[Page extract Boundary: Start]
MetaFor
"Some prove more useful than others."
I blame metaphor misuse for most of the worst difficulties humans face. Metaphors provide a means for describing the specifically indescribable, but to mistake a metaphor for its tangible-seeming referent makes people crazy. There never was an Invisible Hand. Adam Smith employed metaphor, even including the tip off 'as if,' when describing how markets seem to work. Seem to work, not how they actually work. Some became true believers in what Smith never intended to serve as truth but as speculative observation. He intended people to think, not to blindly follow. His was never intended to become a faith-based initiative. At least ten thousand alternative 'as if' metaphors might exist to help envision how markets work, none necessarily valid, but each potentially interesting or helpful. ©2019 by David A. Schmaltz - all rights reserved
Firm belief in the physical actuality of any metaphorical entity breeds trouble. Ideology seems to depend upon this sort of curious short circuiting as evidence of faith and belief. Jesus as an instructive metaphor cannot satisfy a true believer, he must be 'made flesh,' an insidiously subtle additional metaphor piled atop an apparently misbegotten one. Only by 'making flesh' could anyone ever kill another in the name of their lord. Science largely advances on the backs of useful metaphors and degrades under the grinding hoofs of them. Survival of the Fittest was a way of considering evolution before it became an excuse for butchery. The butchery, as always, utterly relied upon misbegotten metaphor. A decent metaphor couldn't care less if anyone believes in it, because it ain't in the belief business. It might be best to consider metaphors to be in the rental business, never intending customers to actually BUY the story, just to use it to help get over some cognitive hump; to consider.
Lacking solid evidence, the budding ideologue insists that a metaphor simply must be believed in to be useful, to be any good, when precisely the opposite seems truer. Metaphors might insist upon their user's skepticism to prove useful. They provide a way of thinking about rather than any prescription for what must be thought about. Any thinker might claim their personal skepticism and still usefully employ a metaphor. One need not believe in a vengeful God to consider how the universe might be influenced by the wide belief in such a presence. But we seem to need penultimate explanations, as if our own metaphor-prompted thinking could not possibly satisfy our curiosity. Satisfying curiosity might serve as a mother for misbegotten metaphors because what do we get when we satisfy a curiosity? We eliminate it. Belief-based satisfaction ultimately seems simply self-destructive. We want definitive answers, not etherial insights. We seem to want to believe, even when belief seems determined to do us all in.
[Page extract Boundary: End]
[Provided information Boundary: Start]
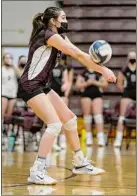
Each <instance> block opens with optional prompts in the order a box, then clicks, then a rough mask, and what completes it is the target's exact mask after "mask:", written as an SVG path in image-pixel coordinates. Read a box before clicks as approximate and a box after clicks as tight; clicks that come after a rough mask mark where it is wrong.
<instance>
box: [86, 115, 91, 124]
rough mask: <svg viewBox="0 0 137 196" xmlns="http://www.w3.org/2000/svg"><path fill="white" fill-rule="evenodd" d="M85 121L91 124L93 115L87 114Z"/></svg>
mask: <svg viewBox="0 0 137 196" xmlns="http://www.w3.org/2000/svg"><path fill="white" fill-rule="evenodd" d="M84 121H85V123H86V124H91V123H92V116H91V115H85V116H84Z"/></svg>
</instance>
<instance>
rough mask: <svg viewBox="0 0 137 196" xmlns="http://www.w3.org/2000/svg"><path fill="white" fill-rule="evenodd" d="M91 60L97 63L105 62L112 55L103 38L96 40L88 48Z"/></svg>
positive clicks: (110, 50)
mask: <svg viewBox="0 0 137 196" xmlns="http://www.w3.org/2000/svg"><path fill="white" fill-rule="evenodd" d="M89 54H90V56H91V58H92V60H93V61H94V62H95V63H97V64H102V65H104V64H106V63H107V62H108V61H109V60H110V59H111V56H112V48H111V46H110V44H109V43H108V42H106V41H105V40H97V41H95V42H93V44H92V45H91V46H90V48H89Z"/></svg>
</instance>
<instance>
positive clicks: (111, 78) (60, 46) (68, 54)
mask: <svg viewBox="0 0 137 196" xmlns="http://www.w3.org/2000/svg"><path fill="white" fill-rule="evenodd" d="M47 43H48V45H50V46H53V47H55V48H57V49H58V50H60V51H62V52H63V53H64V54H67V55H70V56H72V57H73V58H75V59H76V60H78V61H79V62H80V63H82V64H83V65H85V66H86V67H87V68H88V69H92V70H94V71H97V72H99V73H101V74H103V75H104V77H105V78H106V79H107V80H108V81H110V82H116V77H115V75H114V73H113V72H112V71H111V70H110V69H108V68H106V67H104V66H100V65H98V64H96V63H94V62H93V61H92V59H91V57H90V55H89V54H87V53H85V52H83V51H81V50H80V49H79V48H77V47H76V46H75V45H73V44H72V43H71V42H68V41H66V40H64V39H63V38H62V37H61V36H60V35H59V34H54V35H53V36H51V37H50V38H49V39H48V41H47Z"/></svg>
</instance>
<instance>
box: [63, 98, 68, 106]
mask: <svg viewBox="0 0 137 196" xmlns="http://www.w3.org/2000/svg"><path fill="white" fill-rule="evenodd" d="M61 98H62V100H63V101H64V102H65V104H66V105H67V106H68V102H69V100H68V97H61Z"/></svg>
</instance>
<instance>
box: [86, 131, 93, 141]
mask: <svg viewBox="0 0 137 196" xmlns="http://www.w3.org/2000/svg"><path fill="white" fill-rule="evenodd" d="M86 134H87V138H91V139H92V138H93V137H92V133H91V132H89V131H88V132H87V133H86Z"/></svg>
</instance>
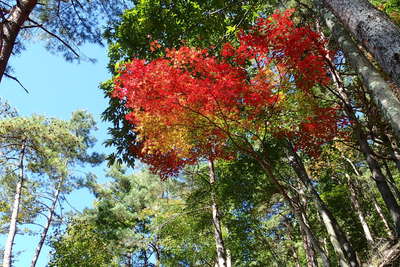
[Provided information Boundary: End]
Exercise requirements =
1. According to the essay on metaphor, why might satisfying curiosity serve as a mother for misbegotten metaphors? Answer in one to three sentences.
2. Write the next part of the essay on metaphor, starting after its last sentence.

Outputs in order =
1. Satisfying a curiosity eliminates it. For that reason the essay calls belief-based satisfaction ultimately self-destructive.

2.
Identity, home, family, country, each seem to thrive under the influence of some MetaFors. We want to know why and so we create explanations to satisfy that curiosity which perhaps never existed to be satisfied, but encouraged. Our world, our home, our family, and even our country seem mostly metaphorical beasts, materially different from how we perhaps too conveniently characterize them. We're perfectly free to think of our identity however we might choose to, devilish or angelic, for any metaphorical characterization might help the least of us gain some enlivening insight into our underlying condition. But these metaphors qualify as information, not definition. Every devil and also every angel serves as a metaphorical characterization of what might otherwise prove impossible to describe. Our metaphors can help and also hinder understanding, but the belief that any metaphor definitively describes can only undermine the quality of our already tenuous existence here.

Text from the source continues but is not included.